◆ **SET PROBLEM**:
Repeat the material below exactly, line for line.

◆ **DATA ENTRIES**:
○ ○ ○ ○
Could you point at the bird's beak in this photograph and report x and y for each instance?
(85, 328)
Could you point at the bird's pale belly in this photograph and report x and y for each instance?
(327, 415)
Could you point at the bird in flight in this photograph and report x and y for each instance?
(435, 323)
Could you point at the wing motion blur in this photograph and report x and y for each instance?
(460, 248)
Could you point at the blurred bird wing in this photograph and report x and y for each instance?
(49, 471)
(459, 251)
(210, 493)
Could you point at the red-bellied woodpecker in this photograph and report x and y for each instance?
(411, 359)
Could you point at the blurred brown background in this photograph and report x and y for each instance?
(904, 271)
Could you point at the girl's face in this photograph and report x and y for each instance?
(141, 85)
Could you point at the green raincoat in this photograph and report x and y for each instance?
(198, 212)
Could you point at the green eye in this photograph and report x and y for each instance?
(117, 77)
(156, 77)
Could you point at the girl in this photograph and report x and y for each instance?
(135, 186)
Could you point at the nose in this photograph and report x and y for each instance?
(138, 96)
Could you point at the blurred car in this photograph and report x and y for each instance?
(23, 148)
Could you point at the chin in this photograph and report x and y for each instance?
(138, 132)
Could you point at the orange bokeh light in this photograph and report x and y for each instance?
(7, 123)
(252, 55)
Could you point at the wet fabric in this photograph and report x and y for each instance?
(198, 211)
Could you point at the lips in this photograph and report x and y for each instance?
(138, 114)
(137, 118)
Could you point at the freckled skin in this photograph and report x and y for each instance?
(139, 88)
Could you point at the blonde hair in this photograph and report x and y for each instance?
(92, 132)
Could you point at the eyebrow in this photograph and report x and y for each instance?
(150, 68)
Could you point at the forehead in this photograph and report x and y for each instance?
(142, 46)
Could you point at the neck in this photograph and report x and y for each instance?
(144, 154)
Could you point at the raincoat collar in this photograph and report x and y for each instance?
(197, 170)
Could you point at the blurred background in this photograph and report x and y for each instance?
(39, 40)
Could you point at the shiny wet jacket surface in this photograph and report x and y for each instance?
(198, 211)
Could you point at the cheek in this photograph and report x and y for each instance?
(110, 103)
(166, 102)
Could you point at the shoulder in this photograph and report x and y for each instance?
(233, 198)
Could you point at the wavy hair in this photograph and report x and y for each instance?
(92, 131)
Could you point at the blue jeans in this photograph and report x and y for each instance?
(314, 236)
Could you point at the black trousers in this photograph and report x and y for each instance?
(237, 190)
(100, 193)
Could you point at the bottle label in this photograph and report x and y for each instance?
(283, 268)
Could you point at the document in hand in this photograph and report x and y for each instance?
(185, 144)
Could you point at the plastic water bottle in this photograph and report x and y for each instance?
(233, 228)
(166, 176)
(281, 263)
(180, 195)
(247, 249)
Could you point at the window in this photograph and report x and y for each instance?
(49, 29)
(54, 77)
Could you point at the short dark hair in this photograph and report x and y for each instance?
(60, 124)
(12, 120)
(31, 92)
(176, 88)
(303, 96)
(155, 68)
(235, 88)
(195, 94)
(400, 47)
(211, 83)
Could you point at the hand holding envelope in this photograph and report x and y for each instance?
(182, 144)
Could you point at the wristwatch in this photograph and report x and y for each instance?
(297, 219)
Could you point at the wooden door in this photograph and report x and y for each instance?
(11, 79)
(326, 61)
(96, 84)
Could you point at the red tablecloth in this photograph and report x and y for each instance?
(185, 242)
○ ○ ○ ○
◆ **EXERCISE RESULT**:
Could you point at the bird's beak in this photograph and report x and y for each instance?
(85, 328)
Could you point at the bird's pale belly in this photograph and report x and y for each instance?
(327, 415)
Could you point at the bird in flight in this photograph and report x and y for each instance?
(435, 323)
Could you point at the wing motion blur in this photograph and report x and y for each instance?
(460, 248)
Could you point at the blurred bird wing in this photograph and report x and y for each instance?
(49, 471)
(459, 251)
(210, 493)
Could you point at the red-bellied woodpecker in this photograph and report x and y for each instance?
(411, 359)
Could you point at the blurred brown background in this photograph and report x and y for each instance?
(904, 271)
Could you point at the girl's face in this photograph and report x and y for each instance?
(141, 85)
Could you point at the green raincoat in this photograph and report x and y for each instance?
(198, 212)
Could you point at the green eye in this photograph and report x and y for each instance?
(117, 77)
(156, 77)
Could you point at the girl in this photograph and report x and y for each instance?
(135, 186)
Could you point at the nose in this photograph and report x and y for each instance?
(138, 96)
Could you point at the blurred car in this photograph and report x and y for each instance?
(23, 148)
Could you point at the chin in this photograph and report x and y for each instance?
(138, 132)
Could you point at the orange bokeh light in this photograph and report x and y for each instance?
(7, 123)
(252, 55)
Could you point at the wet fabric in this photograph and report x and y for each instance?
(198, 211)
Could you point at the lips in this photograph and report x and y for each instance?
(138, 114)
(137, 118)
Could you point at the freckled skin in this photograph and report x and y for each instance?
(139, 88)
Could you point at the blonde hair in this photograph and report x and y for each instance?
(92, 132)
Could you point at the eyebrow in this photograph and report x and y for each instance?
(150, 68)
Could you point at the forehead in this photograph and report x and y for each instance?
(142, 46)
Could you point at the neck in this photograph and report x and y for each instance?
(144, 154)
Could you point at the raincoat collar in this photograph and report x and y for each instance?
(197, 170)
Could you point at the blurred background in this photograph and report x and y for each instance?
(39, 40)
Could you point at the shiny wet jacket surface in this photograph and report x and y for each instance?
(198, 211)
Could you point at the cheek in this photograph and report x and y for each instance?
(110, 103)
(166, 102)
Could you point at the shoulder in this photograph and report x and y for each instance?
(233, 198)
Could you point at the wavy hair in this photograph and report x and y for each instance?
(92, 131)
Could you point at the blue jeans in this photograph and report x and y for each instance?
(314, 236)
Could you point at the black trousers in this photograph and report x and y for each instance?
(237, 190)
(100, 193)
Could you point at the bottle label in this photograph and report x and y for each instance?
(283, 268)
Could you point at the document in hand in this photograph and report x and y for each instance?
(185, 144)
Could you point at the plastic water bottle in this photograph and report x and y for each instance?
(233, 228)
(166, 176)
(281, 263)
(180, 195)
(247, 249)
Could you point at the window in this photograph and report x and y for each instance?
(49, 29)
(54, 77)
Could you point at the short dark hair in this photograph and report x and y for each instance?
(60, 124)
(12, 120)
(31, 92)
(176, 88)
(303, 96)
(155, 68)
(235, 88)
(195, 94)
(400, 47)
(211, 83)
Could you point at the hand holding envelope in this photograph and report x and y for each instance?
(182, 144)
Could you point at the wristwatch in this photograph and report x and y for each instance?
(297, 219)
Could you point at the wooden door in this photograph and report x and y for each instance?
(11, 79)
(326, 61)
(96, 84)
Could you point at the red tablecloth in this photograph and report x and y for each instance?
(185, 242)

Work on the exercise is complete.